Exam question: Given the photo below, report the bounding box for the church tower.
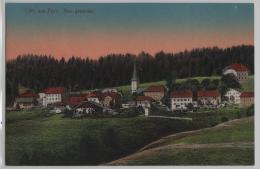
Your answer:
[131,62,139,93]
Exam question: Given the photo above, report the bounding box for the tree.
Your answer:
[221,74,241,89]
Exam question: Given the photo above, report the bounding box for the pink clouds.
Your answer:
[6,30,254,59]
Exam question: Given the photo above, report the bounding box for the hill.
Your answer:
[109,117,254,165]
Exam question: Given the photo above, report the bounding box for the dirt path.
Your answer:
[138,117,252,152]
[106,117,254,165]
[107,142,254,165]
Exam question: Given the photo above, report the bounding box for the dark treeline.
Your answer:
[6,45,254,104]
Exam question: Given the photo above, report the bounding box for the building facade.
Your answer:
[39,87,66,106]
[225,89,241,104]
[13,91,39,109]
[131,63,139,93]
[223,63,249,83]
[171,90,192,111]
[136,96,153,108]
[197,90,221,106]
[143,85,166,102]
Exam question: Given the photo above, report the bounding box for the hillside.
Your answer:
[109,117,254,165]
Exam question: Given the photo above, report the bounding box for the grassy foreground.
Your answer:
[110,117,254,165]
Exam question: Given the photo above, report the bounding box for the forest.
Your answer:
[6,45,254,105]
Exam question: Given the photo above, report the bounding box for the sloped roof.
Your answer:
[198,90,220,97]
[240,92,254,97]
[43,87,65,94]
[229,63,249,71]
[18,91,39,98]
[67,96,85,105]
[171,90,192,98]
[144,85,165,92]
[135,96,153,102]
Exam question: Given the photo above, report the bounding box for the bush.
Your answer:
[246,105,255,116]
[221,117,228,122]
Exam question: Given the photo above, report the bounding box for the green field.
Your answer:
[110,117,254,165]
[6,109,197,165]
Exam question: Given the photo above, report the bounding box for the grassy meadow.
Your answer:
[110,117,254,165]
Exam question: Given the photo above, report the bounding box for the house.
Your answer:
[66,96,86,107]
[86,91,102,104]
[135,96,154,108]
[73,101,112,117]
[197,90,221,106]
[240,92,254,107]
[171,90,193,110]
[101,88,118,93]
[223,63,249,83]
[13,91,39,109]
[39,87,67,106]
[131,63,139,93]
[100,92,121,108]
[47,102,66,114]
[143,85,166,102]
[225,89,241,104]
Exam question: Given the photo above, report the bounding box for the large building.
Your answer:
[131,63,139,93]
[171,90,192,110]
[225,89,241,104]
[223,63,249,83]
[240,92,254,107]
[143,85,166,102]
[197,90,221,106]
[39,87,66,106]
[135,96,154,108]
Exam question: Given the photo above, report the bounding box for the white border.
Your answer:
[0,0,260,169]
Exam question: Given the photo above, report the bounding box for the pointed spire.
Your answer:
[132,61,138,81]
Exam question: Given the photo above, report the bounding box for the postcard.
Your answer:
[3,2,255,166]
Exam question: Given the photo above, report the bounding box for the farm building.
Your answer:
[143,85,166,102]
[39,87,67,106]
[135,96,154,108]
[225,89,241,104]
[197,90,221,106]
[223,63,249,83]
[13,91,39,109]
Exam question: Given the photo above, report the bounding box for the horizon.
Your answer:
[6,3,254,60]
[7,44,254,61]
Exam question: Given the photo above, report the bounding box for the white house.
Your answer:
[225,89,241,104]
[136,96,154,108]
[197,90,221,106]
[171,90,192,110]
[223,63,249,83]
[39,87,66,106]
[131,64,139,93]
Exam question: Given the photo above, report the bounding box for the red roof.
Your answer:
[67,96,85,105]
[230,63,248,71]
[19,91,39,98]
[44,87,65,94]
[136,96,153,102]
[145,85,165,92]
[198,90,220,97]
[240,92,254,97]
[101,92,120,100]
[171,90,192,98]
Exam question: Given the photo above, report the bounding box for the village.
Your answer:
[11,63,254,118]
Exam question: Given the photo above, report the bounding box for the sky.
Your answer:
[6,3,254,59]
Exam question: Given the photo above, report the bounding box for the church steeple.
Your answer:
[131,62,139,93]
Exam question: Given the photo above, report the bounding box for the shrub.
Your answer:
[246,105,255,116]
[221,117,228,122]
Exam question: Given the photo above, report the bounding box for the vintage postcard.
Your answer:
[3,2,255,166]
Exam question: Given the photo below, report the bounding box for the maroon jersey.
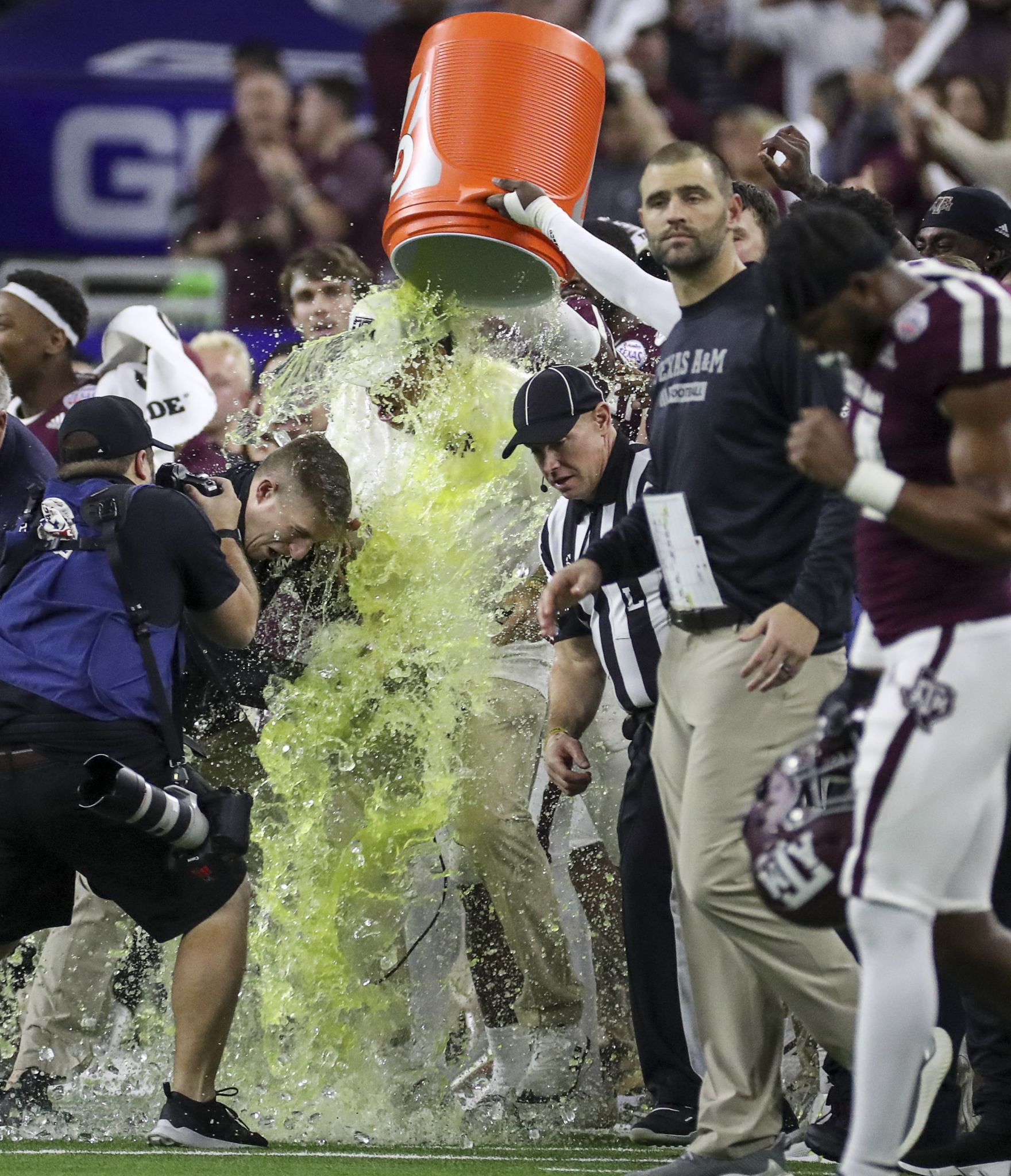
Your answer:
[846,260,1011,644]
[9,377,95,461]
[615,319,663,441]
- - - - -
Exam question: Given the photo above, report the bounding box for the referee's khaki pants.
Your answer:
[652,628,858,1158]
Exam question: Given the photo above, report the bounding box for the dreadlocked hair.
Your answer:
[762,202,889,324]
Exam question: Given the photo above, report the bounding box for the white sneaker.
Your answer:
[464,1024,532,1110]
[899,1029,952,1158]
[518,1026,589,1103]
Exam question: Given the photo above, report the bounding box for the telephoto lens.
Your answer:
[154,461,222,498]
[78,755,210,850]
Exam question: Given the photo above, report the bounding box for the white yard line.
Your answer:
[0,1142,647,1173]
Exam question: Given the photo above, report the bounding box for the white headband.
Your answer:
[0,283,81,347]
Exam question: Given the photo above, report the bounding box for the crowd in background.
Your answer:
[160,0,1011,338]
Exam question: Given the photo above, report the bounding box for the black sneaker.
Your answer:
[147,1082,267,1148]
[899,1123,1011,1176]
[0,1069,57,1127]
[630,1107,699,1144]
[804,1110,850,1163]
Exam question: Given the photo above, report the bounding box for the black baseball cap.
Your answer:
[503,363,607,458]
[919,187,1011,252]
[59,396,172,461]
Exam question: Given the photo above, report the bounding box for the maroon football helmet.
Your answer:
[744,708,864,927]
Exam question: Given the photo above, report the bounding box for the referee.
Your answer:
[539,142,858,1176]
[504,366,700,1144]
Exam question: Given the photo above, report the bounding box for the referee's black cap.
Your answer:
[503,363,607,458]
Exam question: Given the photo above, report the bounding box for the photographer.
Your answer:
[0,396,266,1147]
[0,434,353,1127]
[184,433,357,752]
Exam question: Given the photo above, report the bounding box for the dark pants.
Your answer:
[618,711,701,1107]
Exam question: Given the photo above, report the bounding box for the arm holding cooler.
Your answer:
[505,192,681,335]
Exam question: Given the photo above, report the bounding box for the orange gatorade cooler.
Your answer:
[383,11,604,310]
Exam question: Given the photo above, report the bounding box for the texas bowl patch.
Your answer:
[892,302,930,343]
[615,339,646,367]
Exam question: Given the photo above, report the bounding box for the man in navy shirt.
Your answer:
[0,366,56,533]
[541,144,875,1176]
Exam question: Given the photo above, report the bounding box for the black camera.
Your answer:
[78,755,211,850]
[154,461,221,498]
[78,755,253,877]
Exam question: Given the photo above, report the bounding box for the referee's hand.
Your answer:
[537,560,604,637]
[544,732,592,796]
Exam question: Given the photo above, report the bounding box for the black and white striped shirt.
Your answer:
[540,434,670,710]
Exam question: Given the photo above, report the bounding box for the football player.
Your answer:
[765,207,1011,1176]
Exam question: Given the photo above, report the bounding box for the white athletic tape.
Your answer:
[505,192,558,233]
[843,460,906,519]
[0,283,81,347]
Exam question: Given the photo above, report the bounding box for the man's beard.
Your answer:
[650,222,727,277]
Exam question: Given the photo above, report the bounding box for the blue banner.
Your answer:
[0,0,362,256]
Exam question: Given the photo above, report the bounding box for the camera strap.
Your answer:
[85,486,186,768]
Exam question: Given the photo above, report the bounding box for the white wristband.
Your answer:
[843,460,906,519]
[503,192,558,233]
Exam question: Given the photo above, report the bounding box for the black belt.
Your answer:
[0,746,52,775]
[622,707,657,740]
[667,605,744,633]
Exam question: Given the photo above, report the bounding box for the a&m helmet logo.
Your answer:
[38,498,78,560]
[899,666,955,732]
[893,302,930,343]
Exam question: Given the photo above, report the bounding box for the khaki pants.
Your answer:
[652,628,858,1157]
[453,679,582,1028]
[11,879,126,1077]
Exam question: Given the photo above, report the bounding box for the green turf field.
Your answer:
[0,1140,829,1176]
- - - - -
Given task: Multiply every bounding box coordinate in the answers by 1.05, rounding to whole numbers with halves rounded up, starting at the line of the listing that contains "referee's black cap." and ending at the line that contains "[615,339,646,367]". Write out all of those lines and only those, with every other line left unchanged.

Answer to this exercise:
Exam question: Given the photo above, report the bounding box for the referee's black cap.
Your answer:
[528,381,637,481]
Exam question: Given the photo above, report the bounding box for the photographer.
Your answer:
[0,416,279,1204]
[0,456,371,1183]
[193,455,375,790]
Exam question: Given the photo above, report the bounding box for the dark pants.
Your answer:
[649,747,736,1162]
Exam question: Given the photo above, report the bounding box for the arm holding cooler.
Your answer:
[530,202,715,352]
Exam question: Given the photo above, report the bounding box for the orange gatorade cooler.
Your answer:
[402,12,634,326]
Exam question: Given the photo above, report the bounding box for the texas bowl patch.
Your answer:
[937,317,977,360]
[646,356,678,385]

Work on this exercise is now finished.